_Tasks and exercises_.
1. Reproduce the part of the TBB singleton article between "And Quick Practice…" and "if there’s interest.", inclusive.
2. Pick up the TBB singleton article from the point where it stops and keep writing it.

_Page extract_.
===

Thursday, July 18, 2013

Creating a thread-safe C++ Singleton Instance with TBB

http://goparallel.sourceforge.net/creating-a-thread-safe-c-singleton-instance-with-tbb

Singleton instances have their place in programming, but can present a problem in multithreaded programming. You only want a single thread to create the initial instance and to perform the initialization. With the help of the atomic type in Threading Building Blocks, you can safely create your instance.
Last time we met up, we talked about the inner workings of the atomic template in Threading Building Blocks. That template helps you with some high-performance mutexes and adding and swapping by making use of some assembler-level operations. These operations use what’s called fencing to make such operations possible. The end result is that you can create fully thread-safe classes that, for example, include a usage count.
Quick Theory: Atomic Template
When might this type of template might be useful? If you want to have some initialization take place only after an object is accessed the first time, for example, then some cleanup when the object is no longer used—all while being multi-thread, multi-core safe. The good news is that you don’t have to write a single line of assembler code. The template already has done that part for you.
Without such a template, you might use operating-system level mutexes. But then you end up taking a performance hit. By letting the template work at the assembler level, time spent is minimal.
Here’s the idea: When you need to increment a value, you want to grab the current value, add one to it, and store it back in. Without any kind of mutex in place, two competing threads might both grab the current value at almost the exact same time, thus getting the same value. They both add one to it, and store the new value back in. So instead of incrementing by two as it should, the value only increments by one, resulting in a bug. At the assembler level, the processor allows a single thread to grab the value, add on to it, and write it back on as an atomic operation (hence the name of the template, atomic). This fencing happens extremely fast, so the wait time for other threads is very minimal. That’s far more efficient than creating a mutex at the operating-system level.
And Quick Practice…
Let’s try it out. Remember, we’re dealing with templates, so we’ll be using the template as a starting point for our own class. We’ll create a singleton class. The first time the instance is needed, we’ll create the instance. To keep this simple, we won’t do a decrement or cleanup; feel free to try that part yourself and discuss it in the comments, and we’ll look at in the future if there’s interest.
Here’s some code that does it. This isn’t the only approach, but it’s one way that works:
01
class Singleton
02
{
03
    static tbb::atomic<Singleton *> inst;
04
    int x;
05
    int y;
06
    Singleton(): x(10), y(20) { }
07
public:
08
    int getX() {
09
        return x;
10
    }
11
    int getY() {
12
        return y;
13
    }
14
    static Singleton &getInst() {
15
        if (inst == 0) {
16
            Singleton* temp = new Singleton();
17
            if (inst.compare_and_swap(temp, NULL) != NULL) {
18
                delete temp;
19
            }
20
        }
21
        return *inst;
22
    }
23
};
24
tbb::atomic<Singleton *> Singleton::inst;
25
 
26
int _tmain(int argc, _TCHAR* argv[])

===

_Stored data_.
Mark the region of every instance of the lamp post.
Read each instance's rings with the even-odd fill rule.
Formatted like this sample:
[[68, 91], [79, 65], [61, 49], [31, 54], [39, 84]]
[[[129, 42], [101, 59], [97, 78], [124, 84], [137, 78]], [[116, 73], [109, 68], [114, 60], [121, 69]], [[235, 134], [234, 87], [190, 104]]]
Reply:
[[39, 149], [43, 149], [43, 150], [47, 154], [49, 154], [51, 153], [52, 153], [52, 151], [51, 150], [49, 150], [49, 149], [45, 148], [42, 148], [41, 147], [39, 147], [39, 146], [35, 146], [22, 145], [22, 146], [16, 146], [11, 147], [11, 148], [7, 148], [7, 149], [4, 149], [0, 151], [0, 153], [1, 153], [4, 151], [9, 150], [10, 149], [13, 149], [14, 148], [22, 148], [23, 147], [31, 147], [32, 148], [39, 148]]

===

_Solved tasks_.
1.
And Quick Practice…
Let’s try it out. Remember, we’re dealing with templates, so we’ll be using the template as a starting point for our own class. We’ll create a singleton class. The first time the instance is needed, we’ll create the instance. To keep this simple, we won’t do a decrement or cleanup; feel free to try that part yourself and discuss it in the comments, and we’ll look at in the future if there’s interest.

2.
27
{
28
 
29
    cilk_for(int i=0; i<8; i++) {
30
        Singleton& s = Singleton.getInst();
31
        cout << s.getX();
32
    }
33
}
Before diving into this code, I need to point out something about static initialization. In C++, the static line inside the class defines the member, but doesn’t actually declare the member. (In other words, it sets up a name for it, but doesn’t create the storage for it.) You create the storage for it after the class with a line like this:
1
tbb::atomic<Singleton *> Singleton::inst;
The C++ compiler will then allocate the storage. But we have a bit of a problem. I’d like to initialize this, but I can’t. The reason is the static initialization treats the initialization as a call to a copy constructor (which doesn’t exist), instead of using the overloaded = operator to assign the value.
The solution is a bit odd, but it’s the officially sanctioned solution from Intel. The compiler initializes the data to 0, so that’s what we’ll go with. In fact, that’s exactly what we want, an initial value of 0 (which is the same as NULL). So it works as is, without us initializing the data. It seems a little odd, and for purists it might seem outright dangerous, but we’re fine. We have a guarantee from Intel that their compiler will initialize it to 0.
Now for the important part of the code. If the instance exists, we just return it in the getInst function. If it doesn’t exist, we attempt to create it. This is where the thread-safe part comes in. We don’t just create it and shove it into the private inst variable, because there’s a slight possibility that another thread could be doing the same thing at the same time. Instead, we create an instance and save it in a temporary variable. Then in a single atomic operation, we check if the private inst variable is 0, and if so, save the new instance into the variable. We use the compare_and_swap function to do that. In the event another thread managed to create the instance in between the time it took to check if the inst variable is 0, and when we run the compare_and_swap, we’ll be safe; that other thread did it in an atomic operation, and basically beat us to it. So in that case, we’ll get back a non-NULL value, in which case we just delete the temporary variable.
This means you won’t want to do any initialization in the constructor, of course; put that in a separate function, add an else statement and do it there. 
In the end, you’ll have a singleton instance that you can access in your threads with only a single thread guaranteed to create the final instance used.